**Aufgabe 1**
Fasse den Absatz im folgenden Textauszug, der mit „Aber müssen wir Verbraucher“ beginnt, als knappe Stichpunktliste zusammen und behalte dabei seine wichtigsten Aussagen bei.

**Textauszug**

◇ ◇ ◇ ◇ ◇

Aber müssen wir Verbraucher uns nicht auch an die eigene Nase fassen? Bei einem Verkaufspreis von zehn Cent pro Ei kann kein Erzeuger wirtschaftlich und artgerecht produzieren. Der Gewinn muss über die Menge bei möglichst geringen Kosten generiert werden. Am Ende zahlen diese Tiere den Preis für unser Einkaufsverhalten. Faire Preise für fair produzierte Produkte stellen in Deutschland leider immer noch die Ausnahme dar. Die Bürger anderer Länder legen mehr Wert auf eine gute Lebensmittelqualität und sind auch bereit, hierfür einen angemessenen Preis zu bezahlen. Alfred Kastner, Hype ist übertrieben Zum selben Thema: Es bedarf wohl keiner Diskussion, Fipronil hat in Lebensmitteln nichts zu suchen. Aber die reale Gefahr für unsere Gesundheit kann man wohl eher als gering bezeichnen. Genauso groß wie bei vielen Substanzen mit vergleichbarem Gefahrenpotenzial, die auf Druck der Lebensmittelindustrie in Grenzen zulässig sind, zum Beispiel Glyphosat. Da hat der Hersteller seinem Desinfektionsmittel aus Gier oder Dummheit einen Stoff zugesetzt, der für den Einsatz in Hühnerställen nicht zulässig ist, und damit sind winzige Spuren dieses Giftes in die Eier gelangt.

◇ ◇ ◇ ◇ ◇

**Datensätze**
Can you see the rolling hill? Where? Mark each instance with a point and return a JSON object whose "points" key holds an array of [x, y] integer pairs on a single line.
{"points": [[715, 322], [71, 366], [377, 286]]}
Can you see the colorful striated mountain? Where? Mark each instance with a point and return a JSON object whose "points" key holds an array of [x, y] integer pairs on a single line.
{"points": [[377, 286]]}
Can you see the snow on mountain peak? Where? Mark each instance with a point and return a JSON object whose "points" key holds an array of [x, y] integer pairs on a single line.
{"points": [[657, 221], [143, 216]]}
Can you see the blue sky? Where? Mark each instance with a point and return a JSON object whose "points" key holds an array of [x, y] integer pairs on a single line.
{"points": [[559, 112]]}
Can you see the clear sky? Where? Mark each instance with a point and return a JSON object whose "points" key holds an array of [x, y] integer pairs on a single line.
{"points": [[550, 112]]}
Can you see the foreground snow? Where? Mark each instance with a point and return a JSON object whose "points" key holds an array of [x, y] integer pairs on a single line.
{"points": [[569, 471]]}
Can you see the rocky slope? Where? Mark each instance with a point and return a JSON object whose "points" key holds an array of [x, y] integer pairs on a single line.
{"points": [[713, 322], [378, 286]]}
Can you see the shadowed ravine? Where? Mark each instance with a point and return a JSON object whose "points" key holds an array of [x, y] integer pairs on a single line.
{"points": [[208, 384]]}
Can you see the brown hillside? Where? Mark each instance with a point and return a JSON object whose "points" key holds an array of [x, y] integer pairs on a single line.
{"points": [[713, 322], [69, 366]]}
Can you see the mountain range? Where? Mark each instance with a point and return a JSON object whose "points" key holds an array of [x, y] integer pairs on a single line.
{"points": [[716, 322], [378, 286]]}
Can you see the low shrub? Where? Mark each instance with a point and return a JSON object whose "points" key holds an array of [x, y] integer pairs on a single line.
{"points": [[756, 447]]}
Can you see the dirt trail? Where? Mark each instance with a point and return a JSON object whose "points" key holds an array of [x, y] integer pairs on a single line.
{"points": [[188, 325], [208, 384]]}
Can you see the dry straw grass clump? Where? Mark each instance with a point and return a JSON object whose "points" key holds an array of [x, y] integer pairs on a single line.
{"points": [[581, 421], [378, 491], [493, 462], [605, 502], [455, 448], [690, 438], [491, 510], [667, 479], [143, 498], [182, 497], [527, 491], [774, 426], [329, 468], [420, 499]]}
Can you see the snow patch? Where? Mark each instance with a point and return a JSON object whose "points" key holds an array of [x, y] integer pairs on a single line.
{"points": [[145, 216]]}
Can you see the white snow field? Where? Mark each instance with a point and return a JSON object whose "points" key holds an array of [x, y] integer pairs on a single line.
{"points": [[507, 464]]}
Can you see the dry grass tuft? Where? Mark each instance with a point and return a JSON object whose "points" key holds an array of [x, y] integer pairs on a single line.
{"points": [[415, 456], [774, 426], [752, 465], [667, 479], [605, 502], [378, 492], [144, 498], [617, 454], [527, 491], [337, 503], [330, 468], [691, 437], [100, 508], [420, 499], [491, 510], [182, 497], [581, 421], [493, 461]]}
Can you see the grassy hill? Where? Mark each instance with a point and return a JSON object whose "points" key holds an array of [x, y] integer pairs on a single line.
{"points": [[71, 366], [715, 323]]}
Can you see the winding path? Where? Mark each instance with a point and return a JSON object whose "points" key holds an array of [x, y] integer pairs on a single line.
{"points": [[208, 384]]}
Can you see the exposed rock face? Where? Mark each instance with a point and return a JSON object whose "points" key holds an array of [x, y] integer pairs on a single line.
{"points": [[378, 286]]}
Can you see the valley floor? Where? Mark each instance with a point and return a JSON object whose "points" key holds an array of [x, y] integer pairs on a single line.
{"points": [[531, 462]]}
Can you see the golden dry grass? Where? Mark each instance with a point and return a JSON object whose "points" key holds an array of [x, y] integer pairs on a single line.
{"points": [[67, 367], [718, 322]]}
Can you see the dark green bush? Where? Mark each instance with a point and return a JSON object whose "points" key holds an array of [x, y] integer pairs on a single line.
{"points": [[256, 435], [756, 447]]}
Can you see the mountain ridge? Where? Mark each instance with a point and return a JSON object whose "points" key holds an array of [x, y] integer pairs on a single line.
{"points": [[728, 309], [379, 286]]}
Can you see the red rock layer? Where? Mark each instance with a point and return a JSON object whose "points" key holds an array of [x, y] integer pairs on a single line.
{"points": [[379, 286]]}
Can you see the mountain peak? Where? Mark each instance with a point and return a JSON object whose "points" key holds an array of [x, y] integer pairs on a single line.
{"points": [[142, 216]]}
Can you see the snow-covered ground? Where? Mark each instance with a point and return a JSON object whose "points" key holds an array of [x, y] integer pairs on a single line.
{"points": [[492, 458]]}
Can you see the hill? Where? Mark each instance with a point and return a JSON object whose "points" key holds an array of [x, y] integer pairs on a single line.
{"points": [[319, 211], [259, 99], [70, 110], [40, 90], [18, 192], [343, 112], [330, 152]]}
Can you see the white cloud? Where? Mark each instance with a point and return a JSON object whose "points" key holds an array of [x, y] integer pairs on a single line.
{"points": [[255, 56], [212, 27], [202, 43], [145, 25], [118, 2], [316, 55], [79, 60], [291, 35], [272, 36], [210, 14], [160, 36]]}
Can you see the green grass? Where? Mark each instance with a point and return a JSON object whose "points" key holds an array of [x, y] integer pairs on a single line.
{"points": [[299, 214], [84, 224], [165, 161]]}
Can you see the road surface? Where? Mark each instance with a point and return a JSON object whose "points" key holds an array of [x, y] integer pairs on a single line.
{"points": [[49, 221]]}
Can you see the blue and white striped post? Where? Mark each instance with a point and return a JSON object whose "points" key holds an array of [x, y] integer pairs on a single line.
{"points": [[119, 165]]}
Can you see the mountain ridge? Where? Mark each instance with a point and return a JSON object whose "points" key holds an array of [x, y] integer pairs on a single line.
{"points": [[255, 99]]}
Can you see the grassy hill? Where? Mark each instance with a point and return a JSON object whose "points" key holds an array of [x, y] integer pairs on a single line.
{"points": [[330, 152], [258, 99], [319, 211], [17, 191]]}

◇ ◇ ◇ ◇ ◇

**Aufgabe 2**
Wähle aus den Datensätzen oben jede Zeile aus, die die Zeichenfolge „rolling“ enthält.

**Lösung 1**
- Auch die Verbraucher tragen Verantwortung: Bei zehn Cent pro Ei kann kein Erzeuger wirtschaftlich und artgerecht produzieren.
- Gewinn entsteht nur über große Mengen bei möglichst geringen Kosten; den Preis dafür zahlen die Tiere.
- Faire Preise für fair produzierte Waren sind in Deutschland noch die Ausnahme, während Bürger anderer Länder für gute Lebensmittelqualität angemessen bezahlen.
- Fipronil gehört nicht in Lebensmittel, doch die reale Gesundheitsgefahr gilt als eher gering.
- Sie ist vergleichbar mit der Gefahr durch Stoffe wie Glyphosat, die auf Druck der Lebensmittelindustrie in Grenzen zulässig sind.
- Ein Hersteller hat seinem Desinfektionsmittel aus Gier oder Dummheit einen in Hühnerställen unzulässigen Stoff zugesetzt, wodurch winzige Spuren davon in die Eier gelangt sind.

**Lösung 2**
Can you see the rolling hill? Where? Mark each instance with a point and return a JSON object whose "points" key holds an array of [x, y] integer pairs on a single line.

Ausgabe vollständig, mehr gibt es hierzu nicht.